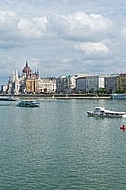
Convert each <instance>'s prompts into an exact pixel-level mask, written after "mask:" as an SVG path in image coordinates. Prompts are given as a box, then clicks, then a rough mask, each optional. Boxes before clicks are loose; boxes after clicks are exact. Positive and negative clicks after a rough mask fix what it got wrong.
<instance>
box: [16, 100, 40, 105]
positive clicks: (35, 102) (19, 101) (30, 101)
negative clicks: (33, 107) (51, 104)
mask: <svg viewBox="0 0 126 190" xmlns="http://www.w3.org/2000/svg"><path fill="white" fill-rule="evenodd" d="M17 106H19V107H39V106H40V102H38V101H36V100H20V101H18V104H17Z"/></svg>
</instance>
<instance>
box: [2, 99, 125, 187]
mask: <svg viewBox="0 0 126 190" xmlns="http://www.w3.org/2000/svg"><path fill="white" fill-rule="evenodd" d="M40 101H41V105H40V108H20V107H16V102H0V190H69V189H70V190H126V131H124V132H123V131H121V130H120V129H119V128H120V126H121V125H122V124H126V119H119V118H103V119H102V118H94V117H88V116H87V114H86V112H87V111H88V110H92V109H93V108H94V107H95V106H104V107H105V108H107V109H113V110H118V111H126V101H125V100H122V101H120V100H118V101H115V100H87V99H86V100H85V99H77V100H75V99H73V100H72V99H69V100H68V99H57V100H56V99H42V100H40Z"/></svg>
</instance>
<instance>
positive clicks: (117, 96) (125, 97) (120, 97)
mask: <svg viewBox="0 0 126 190" xmlns="http://www.w3.org/2000/svg"><path fill="white" fill-rule="evenodd" d="M110 98H111V99H120V100H121V99H126V94H116V93H113V94H111V95H110Z"/></svg>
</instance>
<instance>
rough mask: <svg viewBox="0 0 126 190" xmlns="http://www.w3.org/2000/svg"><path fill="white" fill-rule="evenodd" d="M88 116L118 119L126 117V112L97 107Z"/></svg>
mask: <svg viewBox="0 0 126 190" xmlns="http://www.w3.org/2000/svg"><path fill="white" fill-rule="evenodd" d="M87 114H88V116H98V117H116V118H122V117H126V112H118V111H111V110H106V109H105V108H104V107H95V108H94V110H93V111H87Z"/></svg>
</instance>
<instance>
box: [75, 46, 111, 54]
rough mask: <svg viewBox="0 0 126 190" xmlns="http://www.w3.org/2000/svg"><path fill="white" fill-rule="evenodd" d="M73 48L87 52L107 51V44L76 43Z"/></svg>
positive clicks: (97, 51) (102, 52)
mask: <svg viewBox="0 0 126 190" xmlns="http://www.w3.org/2000/svg"><path fill="white" fill-rule="evenodd" d="M75 48H76V49H77V50H80V51H83V52H85V53H87V54H91V53H107V52H108V51H109V50H108V48H107V46H106V45H105V44H103V43H81V44H79V45H76V46H75Z"/></svg>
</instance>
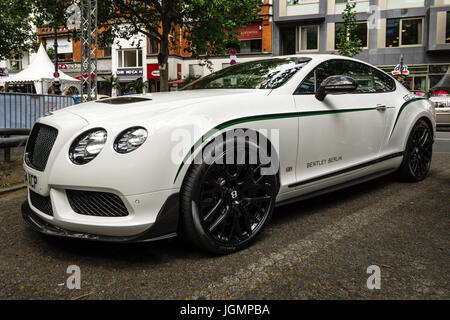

= = = = =

#### [EXERCISE INSTRUCTIONS]
Print out the material verbatim, skipping pictures.

#### [ANSWER FOR THE TASK]
Convert each <instance>'s prompts into an exact pixel-level mask, written after "mask:" as an SVG path in image coordinates. Prompts are given as a box, then clicks, then a rough mask, each optional. Boxes before clicks are loose; boxes after clicks are exact. Positive and negative clicks after a rough mask fix what it got wrong.
<instance>
box: [16, 100, 40, 105]
positive clicks: (35, 102) (19, 101) (30, 101)
negative clicks: (33, 107) (51, 104)
mask: <svg viewBox="0 0 126 190" xmlns="http://www.w3.org/2000/svg"><path fill="white" fill-rule="evenodd" d="M17 106H19V107H39V106H40V102H38V101H36V100H20V101H18V104H17Z"/></svg>
</instance>
<instance>
box: [2, 99, 125, 187]
mask: <svg viewBox="0 0 126 190" xmlns="http://www.w3.org/2000/svg"><path fill="white" fill-rule="evenodd" d="M40 101H41V105H40V108H20V107H16V102H0V190H69V189H70V190H126V131H124V132H123V131H121V130H120V129H119V128H120V126H121V125H122V124H126V119H119V118H103V119H102V118H94V117H88V116H87V114H86V112H87V111H88V110H92V109H93V108H94V107H95V106H104V107H105V108H107V109H113V110H118V111H126V101H125V100H122V101H120V100H118V101H115V100H87V99H86V100H85V99H77V100H75V99H73V100H72V99H69V100H68V99H57V100H56V99H42V100H40Z"/></svg>
</instance>
<instance>
positive clicks: (117, 96) (125, 97) (120, 97)
mask: <svg viewBox="0 0 126 190" xmlns="http://www.w3.org/2000/svg"><path fill="white" fill-rule="evenodd" d="M110 98H111V99H120V100H121V99H126V94H116V93H113V94H111V95H110Z"/></svg>
</instance>
<instance>
rough mask: <svg viewBox="0 0 126 190" xmlns="http://www.w3.org/2000/svg"><path fill="white" fill-rule="evenodd" d="M88 116L118 119L126 117V112L97 107Z"/></svg>
mask: <svg viewBox="0 0 126 190" xmlns="http://www.w3.org/2000/svg"><path fill="white" fill-rule="evenodd" d="M87 114H88V116H98V117H116V118H122V117H126V112H118V111H111V110H106V109H105V108H104V107H95V108H94V110H93V111H87Z"/></svg>
</instance>
<instance>
box: [75, 46, 111, 54]
rough mask: <svg viewBox="0 0 126 190" xmlns="http://www.w3.org/2000/svg"><path fill="white" fill-rule="evenodd" d="M73 48L87 52L107 51V44L76 43Z"/></svg>
positive clicks: (97, 51) (102, 52)
mask: <svg viewBox="0 0 126 190" xmlns="http://www.w3.org/2000/svg"><path fill="white" fill-rule="evenodd" d="M75 48H76V49H77V50H80V51H83V52H85V53H87V54H91V53H107V52H108V51H109V50H108V48H107V46H106V45H105V44H103V43H81V44H79V45H76V46H75Z"/></svg>
</instance>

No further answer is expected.